• _Excerpted passage_
%%
Introduction
Declines of Amazonian bird species in remote locations have recently attracted a great deal of attention to the potential impacts of global change in the most extensively intact forest landscape on earth (Blake & Loiselle 2015; Stouffer et al. 2020). However, our understanding of these trends in Amazonian bird communities is based on only two studies (Blake & Loiselle 2015; Stouffer et al. 2020). Blake and Loiselle (2015) reported declines over an 8 year period from a remote lowland rainforest in Ecuador that may be explained by regional-wide precipitation patterns, although they hypothesize that these changes might also be explained by a series of strong La NiƱa events. More recently, Stouffer et al (2020) reported declines of terrestrial insectivores over >35 years in an isolated study site, near Manaus, Brazil. To broaden inference of trends across the region and across species, we evaluated the entire bird community at a site in southeastern Peru over a36-year interval. Our results contrast with previous finding and highlight the urgent need for long term surveys to better understand whether global change is driving widespread species declines in the lowland tropics.
Studies of ecological communities in remote locales absent other large-scale human impacts presents a unique opportunity to evaluate how biodiversity is affected by global change. Several long-term studies of neotropical tree communities have made theoretical and empirical advances in understanding long-term community dynamics (Rees et al. 2001; Swenson et al. 2012) . With regards to animal studies, several authors have documented long-term community change in the tropics - albeit for subsets of the community (Blake & Loiselle 2015; Brawn et al. 2017; Stouffer et al. 2020). What do these studies conclude in aggregate-across plant and animal groups, about how lowland tropical species are faring at locations with little direct human disturbance?
A major impediment to studying changes in tropical bird communities is deriving precise population estimates for the majority of species in the community; species-specific challenges in dealing with suites of species that require a variety of sampling techniques across different spatial scales, which complicates accurate abundance estimation (Robinsonet al. 2018). In 1982, Terborgh et al. (1990) undertook what became a seminal censusing effort and fully described for the first time, in great detail and precision, the structure and organization of the entire bird community present in a 97-ha plot of intact and mature Amazonian floodplain forest at Cocha Cashu Biological Station (Silmanet al. 2003). At the time, the study was monumental: the scientific community had barely learned to identify many bird species in South America, let alone how to quantify their abundances using sampling techniques designed for temperate or nearctic forest bird communities.
Here, after a 36 year interval, we re-censused the entire bird community on the 97-ha plot at Cocha Cashu originally surveyed by Terborghet al . (1990) , using the same methodology, in order to evaluate changes to a bird community in a remote Amazonian site that remains little-influenced by human activity. As in the original study, our approach allowed us to estimate population size for the entire bird community, providing a rich window into changes in the structure and organization of the community. We tested key hypotheses about which the local and regional processes are likely to drive patterns of community structure and organization. Previous studies such as those mentioned above have mostly attributed large changes in insectivores and decreased recruitment of understory species to regional changes in precipitation patterns. If these regional processes had also influenced the bird community at Cocha Cashu, we would expect to find changes, across entire suites of species (e.g. declines across all terrestrial insectivores as has been reported elsewhere (Van Klink et al. 2020; Wagner 2020). Alternatively, if local processes were the main determinants for community composition over the two time periods, we posited that changes in some species would be evident due to changes in specific habitats. For example, some changes may be attributed to a natural mass-mortality event of Guadua sp. bamboo patches found on or near the plot (Socolar et al. 2013). Thus, changes in abundance and persistence in the community would be evident mostly in species associated with bamboo and species associated with primary successional habitat influenced by the Manu river, with declines expected in both.
%%
• _Tasks_
1 > Answer these questions using the introduction:
(a) Over how many years did Blake and Loiselle (2015) report declines?
(b) How large is the plot at Cocha Cashu Biological Station?
(c) Which bamboo underwent a natural mass-mortality event on or near the plot?
2 > Decide whether each statement agrees with the introduction, answering yes or no and quoting the words that settle it:
(a) Stouffer et al. (2020) reported declines of terrestrial insectivores at a site near Manaus, Brazil.
(b) The re-census used a different methodology from the original survey.
(c) Terborgh et al. carried out their censusing effort in 1990.
3 > Summarize the introduction in two sentences.
The listing that comes next is separate material and has no connection to the introduction.

• _Records_
%%
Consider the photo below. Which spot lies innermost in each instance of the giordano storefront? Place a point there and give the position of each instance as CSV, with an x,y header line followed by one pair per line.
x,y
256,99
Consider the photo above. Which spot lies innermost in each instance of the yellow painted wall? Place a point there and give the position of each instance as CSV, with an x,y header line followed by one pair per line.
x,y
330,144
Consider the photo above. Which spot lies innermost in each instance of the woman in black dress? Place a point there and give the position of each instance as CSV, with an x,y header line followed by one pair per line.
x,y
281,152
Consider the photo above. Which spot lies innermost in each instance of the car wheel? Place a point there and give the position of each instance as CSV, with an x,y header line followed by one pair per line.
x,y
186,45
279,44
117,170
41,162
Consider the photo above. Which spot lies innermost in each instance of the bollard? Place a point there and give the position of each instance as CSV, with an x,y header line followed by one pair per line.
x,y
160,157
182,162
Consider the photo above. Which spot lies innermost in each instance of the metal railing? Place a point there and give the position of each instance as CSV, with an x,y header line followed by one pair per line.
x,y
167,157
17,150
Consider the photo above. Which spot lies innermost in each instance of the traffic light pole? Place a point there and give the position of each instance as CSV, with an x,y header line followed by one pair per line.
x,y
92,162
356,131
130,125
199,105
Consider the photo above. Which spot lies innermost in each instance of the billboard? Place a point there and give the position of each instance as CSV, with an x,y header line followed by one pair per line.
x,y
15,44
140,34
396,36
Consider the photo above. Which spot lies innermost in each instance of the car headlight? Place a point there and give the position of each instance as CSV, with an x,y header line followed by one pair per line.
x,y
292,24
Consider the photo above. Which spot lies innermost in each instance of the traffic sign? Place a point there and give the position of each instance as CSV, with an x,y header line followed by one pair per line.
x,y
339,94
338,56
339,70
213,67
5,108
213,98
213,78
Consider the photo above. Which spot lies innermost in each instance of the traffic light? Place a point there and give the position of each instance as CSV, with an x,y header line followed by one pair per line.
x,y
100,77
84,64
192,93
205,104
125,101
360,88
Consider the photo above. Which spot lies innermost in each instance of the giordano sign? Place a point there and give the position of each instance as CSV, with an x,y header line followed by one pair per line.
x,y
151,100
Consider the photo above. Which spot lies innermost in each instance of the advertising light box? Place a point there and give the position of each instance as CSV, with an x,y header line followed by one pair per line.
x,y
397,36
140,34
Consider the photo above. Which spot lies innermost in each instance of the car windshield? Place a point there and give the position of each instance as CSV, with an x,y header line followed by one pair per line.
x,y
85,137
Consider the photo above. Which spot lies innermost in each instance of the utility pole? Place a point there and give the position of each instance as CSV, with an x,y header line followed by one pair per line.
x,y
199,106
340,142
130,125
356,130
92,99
%%
• _Solutions to the tasks_
1 >
(a) 8 years.
(b) 97 ha.
(c) Guadua sp.

2 >
(a) Yes: "Stouffer et al (2020) reported declines of terrestrial insectivores over >35 years in an isolated study site, near Manaus, Brazil."
(b) No: "using the same methodology"
(c) No: "In 1982, Terborgh et al. (1990) undertook what became a seminal censusing effort"

3 > Only two studies underlie current understanding of declines in Amazonian bird communities, so the authors re-censused the entire bird community on the 97-ha plot at Cocha Cashu, southeastern Peru, 36 years after Terborgh et al. and with the same methodology. They test whether regional processes like changing precipitation drove declines across entire suites of species, or whether local processes like a bamboo mass-mortality event produced changes mostly in bamboo-associated and river-influenced successional species.